> Work order 1:
For each statement about the Planet Terror review, answer yes or no and quote the words from the review that decide it. (a) The gore in Planet Terror is meant to look realistic. (b) Rodriguez co-created The Adventures of Sharkboy and Lavagirl with his son. (c) Bruce Willis pelts Naveen Andrews with a bag.
> Work order 2:
According to the Planet Terror review, which movies did Rodriguez direct?

> Text passage:
- - -

Planet Terror is effective insofar as it keeps the viewer in a constant state of nauseated tension with one gross-out image after another. The gore is deliberately fake-looking and absurd, but that doesn’t make it any less yucky to watch Naveen Andrews pelt Bruce Willis with a bag full of severed human testicles. Rodriguez, who directed the Spy Kids movies and co-created The Adventures of Sharkboy and Lavagirl with his young son, is like a fourth-grade boy trying to elicit the biggest “ew” possible from his audience: “What if a zombie, like, popped his giant face pustule right into your mouth?” Ew.

- - -

Referring expression pointing data:

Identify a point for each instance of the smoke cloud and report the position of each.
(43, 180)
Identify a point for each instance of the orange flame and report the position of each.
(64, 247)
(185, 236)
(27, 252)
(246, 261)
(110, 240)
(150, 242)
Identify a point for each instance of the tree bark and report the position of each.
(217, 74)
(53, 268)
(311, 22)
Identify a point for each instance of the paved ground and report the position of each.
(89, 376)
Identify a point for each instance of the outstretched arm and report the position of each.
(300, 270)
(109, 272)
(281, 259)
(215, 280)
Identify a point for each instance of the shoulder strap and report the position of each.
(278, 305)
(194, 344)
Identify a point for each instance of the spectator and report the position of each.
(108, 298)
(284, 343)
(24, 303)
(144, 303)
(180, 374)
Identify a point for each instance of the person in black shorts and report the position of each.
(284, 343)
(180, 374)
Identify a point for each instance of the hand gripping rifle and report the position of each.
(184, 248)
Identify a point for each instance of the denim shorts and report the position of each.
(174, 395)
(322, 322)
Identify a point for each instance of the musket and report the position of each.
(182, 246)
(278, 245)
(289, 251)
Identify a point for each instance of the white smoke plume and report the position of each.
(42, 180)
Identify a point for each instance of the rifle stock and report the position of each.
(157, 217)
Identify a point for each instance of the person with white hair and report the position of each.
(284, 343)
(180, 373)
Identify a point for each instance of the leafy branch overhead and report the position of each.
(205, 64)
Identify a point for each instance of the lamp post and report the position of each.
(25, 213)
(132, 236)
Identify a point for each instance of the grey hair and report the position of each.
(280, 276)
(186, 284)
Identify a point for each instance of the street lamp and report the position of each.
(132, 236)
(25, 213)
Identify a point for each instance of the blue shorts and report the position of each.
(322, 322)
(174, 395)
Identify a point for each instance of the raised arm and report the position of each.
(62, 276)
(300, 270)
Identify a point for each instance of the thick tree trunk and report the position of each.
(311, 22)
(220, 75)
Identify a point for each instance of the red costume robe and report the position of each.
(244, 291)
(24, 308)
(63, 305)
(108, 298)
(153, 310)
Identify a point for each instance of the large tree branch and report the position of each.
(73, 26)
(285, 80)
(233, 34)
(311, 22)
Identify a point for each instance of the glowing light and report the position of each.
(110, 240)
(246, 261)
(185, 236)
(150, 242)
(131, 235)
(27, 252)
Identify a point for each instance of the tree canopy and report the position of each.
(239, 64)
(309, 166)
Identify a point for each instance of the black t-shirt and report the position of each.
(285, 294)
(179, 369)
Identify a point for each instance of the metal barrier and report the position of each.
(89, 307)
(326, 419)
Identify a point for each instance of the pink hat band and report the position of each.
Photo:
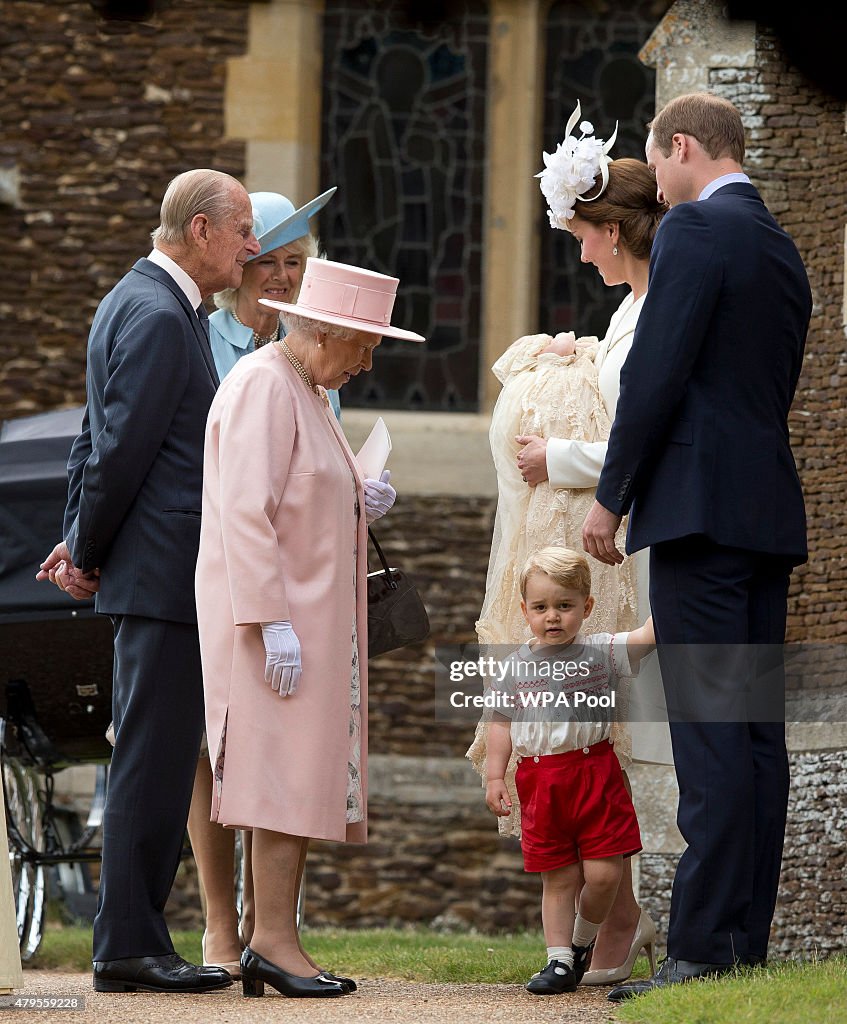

- - -

> Answer 1:
(a) No: "The gore is deliberately fake-looking and absurd"
(b) Yes: "co-created The Adventures of Sharkboy and Lavagirl with his young son"
(c) No: "Naveen Andrews pelt Bruce Willis with a bag full of severed human testicles"

> Answer 2:
The Spy Kids movies.